**INSTRUCTIONS TO FOLLOW**: Your task is to copy each line of the material below that includes "wall".

**RECORDED DATA**:
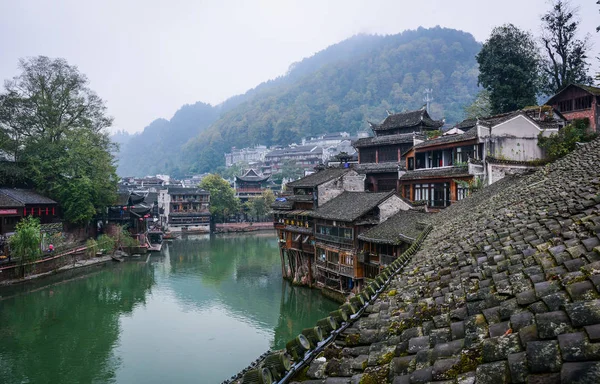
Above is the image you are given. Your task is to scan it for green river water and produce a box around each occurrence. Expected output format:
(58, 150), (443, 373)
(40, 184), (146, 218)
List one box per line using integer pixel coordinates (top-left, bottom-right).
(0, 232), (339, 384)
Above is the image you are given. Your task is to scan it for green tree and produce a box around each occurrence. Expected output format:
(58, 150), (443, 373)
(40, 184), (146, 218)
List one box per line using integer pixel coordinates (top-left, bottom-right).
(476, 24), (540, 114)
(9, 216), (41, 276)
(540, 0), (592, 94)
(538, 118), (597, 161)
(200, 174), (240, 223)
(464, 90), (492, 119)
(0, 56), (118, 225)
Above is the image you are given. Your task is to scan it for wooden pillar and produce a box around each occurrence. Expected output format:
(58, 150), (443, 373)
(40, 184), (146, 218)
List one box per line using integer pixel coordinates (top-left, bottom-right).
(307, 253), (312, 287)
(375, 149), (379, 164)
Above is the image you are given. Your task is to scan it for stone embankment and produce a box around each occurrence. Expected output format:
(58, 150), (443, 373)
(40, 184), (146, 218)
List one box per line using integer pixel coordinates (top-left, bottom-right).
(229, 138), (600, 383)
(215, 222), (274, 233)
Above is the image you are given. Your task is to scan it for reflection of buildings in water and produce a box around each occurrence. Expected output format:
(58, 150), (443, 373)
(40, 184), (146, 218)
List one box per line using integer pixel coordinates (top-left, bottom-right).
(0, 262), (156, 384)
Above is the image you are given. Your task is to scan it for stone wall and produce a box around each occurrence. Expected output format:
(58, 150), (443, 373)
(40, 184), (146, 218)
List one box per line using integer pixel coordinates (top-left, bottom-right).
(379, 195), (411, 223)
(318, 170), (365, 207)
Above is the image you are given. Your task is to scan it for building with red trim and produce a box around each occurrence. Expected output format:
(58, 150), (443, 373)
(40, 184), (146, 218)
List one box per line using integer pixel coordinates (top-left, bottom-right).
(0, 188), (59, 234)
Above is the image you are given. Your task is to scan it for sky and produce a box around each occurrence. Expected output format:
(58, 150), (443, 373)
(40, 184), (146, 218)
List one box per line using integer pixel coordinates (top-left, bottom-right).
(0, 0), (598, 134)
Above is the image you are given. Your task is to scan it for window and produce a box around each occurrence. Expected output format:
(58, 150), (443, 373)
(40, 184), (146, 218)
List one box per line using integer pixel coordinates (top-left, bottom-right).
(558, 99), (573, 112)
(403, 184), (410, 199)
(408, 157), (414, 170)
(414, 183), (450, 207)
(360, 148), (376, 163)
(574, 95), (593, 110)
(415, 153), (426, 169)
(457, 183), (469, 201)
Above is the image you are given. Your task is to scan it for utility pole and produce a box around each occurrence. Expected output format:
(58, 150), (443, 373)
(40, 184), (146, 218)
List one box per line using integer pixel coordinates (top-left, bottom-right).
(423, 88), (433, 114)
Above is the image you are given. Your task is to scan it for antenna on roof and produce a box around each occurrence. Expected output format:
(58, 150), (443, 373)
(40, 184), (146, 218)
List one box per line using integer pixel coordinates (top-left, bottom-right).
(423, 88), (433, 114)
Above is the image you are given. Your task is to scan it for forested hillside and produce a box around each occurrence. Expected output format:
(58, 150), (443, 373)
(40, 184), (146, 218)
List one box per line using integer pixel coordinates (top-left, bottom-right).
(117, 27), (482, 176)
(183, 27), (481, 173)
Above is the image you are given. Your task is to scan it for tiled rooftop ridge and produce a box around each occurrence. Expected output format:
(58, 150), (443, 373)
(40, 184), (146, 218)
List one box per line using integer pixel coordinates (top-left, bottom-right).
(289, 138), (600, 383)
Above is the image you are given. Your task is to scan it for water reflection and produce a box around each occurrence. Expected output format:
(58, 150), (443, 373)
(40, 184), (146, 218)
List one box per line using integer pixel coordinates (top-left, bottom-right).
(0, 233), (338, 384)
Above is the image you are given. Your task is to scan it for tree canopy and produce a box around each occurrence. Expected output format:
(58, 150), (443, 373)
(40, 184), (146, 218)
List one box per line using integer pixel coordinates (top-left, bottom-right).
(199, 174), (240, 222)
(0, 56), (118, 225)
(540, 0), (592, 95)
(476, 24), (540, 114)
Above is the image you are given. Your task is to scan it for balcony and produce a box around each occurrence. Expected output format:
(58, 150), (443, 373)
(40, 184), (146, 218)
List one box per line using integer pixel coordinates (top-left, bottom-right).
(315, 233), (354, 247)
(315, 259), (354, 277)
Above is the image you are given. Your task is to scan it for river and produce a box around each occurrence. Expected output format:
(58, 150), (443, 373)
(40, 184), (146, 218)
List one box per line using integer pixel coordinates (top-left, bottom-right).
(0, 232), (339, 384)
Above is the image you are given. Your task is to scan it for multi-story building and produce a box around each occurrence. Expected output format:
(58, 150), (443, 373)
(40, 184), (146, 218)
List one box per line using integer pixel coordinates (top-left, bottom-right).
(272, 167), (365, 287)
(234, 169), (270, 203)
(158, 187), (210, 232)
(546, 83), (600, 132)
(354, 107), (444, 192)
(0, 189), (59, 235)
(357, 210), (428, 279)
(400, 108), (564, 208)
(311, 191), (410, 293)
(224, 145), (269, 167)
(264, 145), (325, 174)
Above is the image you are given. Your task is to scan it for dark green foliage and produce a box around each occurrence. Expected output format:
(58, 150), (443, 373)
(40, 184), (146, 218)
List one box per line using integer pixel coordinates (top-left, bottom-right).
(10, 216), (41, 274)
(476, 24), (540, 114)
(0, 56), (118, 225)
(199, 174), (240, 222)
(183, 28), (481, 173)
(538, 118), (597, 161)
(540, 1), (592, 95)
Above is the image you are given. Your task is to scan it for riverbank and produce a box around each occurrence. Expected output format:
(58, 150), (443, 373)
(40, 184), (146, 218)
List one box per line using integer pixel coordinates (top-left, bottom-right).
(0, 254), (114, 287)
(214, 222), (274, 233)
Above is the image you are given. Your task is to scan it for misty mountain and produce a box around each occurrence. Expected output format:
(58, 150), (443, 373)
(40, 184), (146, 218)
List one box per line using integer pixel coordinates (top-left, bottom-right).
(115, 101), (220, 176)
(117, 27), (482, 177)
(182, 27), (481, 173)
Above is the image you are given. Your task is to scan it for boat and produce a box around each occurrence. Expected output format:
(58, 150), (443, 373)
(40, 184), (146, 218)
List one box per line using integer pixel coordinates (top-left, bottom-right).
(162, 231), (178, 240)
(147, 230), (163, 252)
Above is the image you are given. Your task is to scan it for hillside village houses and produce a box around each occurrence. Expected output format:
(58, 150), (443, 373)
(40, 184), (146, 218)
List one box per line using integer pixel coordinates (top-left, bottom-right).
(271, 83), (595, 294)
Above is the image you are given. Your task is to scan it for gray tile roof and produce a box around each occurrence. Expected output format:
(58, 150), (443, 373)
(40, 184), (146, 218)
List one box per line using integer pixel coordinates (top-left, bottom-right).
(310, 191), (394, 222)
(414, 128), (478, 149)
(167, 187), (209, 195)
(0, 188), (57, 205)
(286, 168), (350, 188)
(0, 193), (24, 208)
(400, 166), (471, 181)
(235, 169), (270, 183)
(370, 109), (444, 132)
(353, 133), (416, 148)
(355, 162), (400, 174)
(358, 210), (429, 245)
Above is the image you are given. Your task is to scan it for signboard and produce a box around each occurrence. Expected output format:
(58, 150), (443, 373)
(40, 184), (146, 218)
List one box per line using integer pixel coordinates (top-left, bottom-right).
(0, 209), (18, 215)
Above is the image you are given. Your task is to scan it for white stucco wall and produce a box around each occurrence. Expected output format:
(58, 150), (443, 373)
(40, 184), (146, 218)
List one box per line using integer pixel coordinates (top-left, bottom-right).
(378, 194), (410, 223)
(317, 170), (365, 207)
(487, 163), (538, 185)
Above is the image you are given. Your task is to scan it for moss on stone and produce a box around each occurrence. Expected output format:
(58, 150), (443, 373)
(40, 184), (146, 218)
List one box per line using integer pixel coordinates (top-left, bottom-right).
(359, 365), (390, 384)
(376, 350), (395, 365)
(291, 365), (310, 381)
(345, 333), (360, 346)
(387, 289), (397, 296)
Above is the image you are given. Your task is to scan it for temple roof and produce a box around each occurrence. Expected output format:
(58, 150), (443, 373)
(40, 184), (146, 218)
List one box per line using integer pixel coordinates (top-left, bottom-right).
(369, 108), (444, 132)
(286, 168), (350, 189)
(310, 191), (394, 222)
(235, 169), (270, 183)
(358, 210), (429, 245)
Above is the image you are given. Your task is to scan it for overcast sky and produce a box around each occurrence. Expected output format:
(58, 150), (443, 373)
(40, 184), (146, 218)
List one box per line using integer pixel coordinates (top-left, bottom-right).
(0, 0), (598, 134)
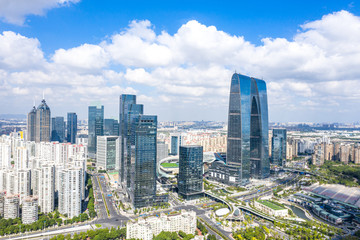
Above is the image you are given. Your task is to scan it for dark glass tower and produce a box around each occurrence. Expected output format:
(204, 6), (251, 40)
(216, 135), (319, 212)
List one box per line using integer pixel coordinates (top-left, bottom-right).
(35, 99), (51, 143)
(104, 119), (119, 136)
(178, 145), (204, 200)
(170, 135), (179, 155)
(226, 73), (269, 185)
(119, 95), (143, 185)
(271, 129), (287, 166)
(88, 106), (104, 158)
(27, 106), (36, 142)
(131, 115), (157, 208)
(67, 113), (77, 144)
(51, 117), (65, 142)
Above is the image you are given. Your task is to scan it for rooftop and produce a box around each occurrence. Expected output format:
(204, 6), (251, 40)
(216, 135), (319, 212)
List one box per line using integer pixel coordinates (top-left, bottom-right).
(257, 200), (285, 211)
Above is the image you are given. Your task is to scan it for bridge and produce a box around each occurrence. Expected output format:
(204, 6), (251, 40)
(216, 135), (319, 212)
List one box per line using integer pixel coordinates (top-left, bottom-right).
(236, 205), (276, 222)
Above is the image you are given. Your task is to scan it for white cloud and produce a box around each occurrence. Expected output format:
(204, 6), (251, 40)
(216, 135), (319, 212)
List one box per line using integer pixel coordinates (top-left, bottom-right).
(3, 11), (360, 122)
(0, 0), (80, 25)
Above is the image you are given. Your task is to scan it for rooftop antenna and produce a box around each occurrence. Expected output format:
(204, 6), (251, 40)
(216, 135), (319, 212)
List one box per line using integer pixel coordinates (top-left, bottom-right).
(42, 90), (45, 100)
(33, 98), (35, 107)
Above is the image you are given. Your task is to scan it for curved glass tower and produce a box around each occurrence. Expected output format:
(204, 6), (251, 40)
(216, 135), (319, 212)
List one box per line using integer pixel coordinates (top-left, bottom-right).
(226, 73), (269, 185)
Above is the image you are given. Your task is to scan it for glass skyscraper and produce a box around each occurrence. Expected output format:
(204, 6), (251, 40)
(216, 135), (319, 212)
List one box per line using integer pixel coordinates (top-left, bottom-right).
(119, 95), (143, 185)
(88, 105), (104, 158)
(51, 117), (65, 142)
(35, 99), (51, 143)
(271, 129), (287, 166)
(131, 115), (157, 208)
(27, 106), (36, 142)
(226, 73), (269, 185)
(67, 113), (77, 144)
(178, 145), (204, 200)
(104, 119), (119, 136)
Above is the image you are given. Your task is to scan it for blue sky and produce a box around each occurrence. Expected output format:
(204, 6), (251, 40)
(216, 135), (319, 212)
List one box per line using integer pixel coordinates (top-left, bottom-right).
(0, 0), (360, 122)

**YOUR RESPONSE**:
Above is the image you are given. Your task is to scan it for stone wall and produce a box around each occurrence. Expected output format:
Above is the image you are given. Your task is to scan it for white stucco wall and produce a box around each occurrence. Expected output format:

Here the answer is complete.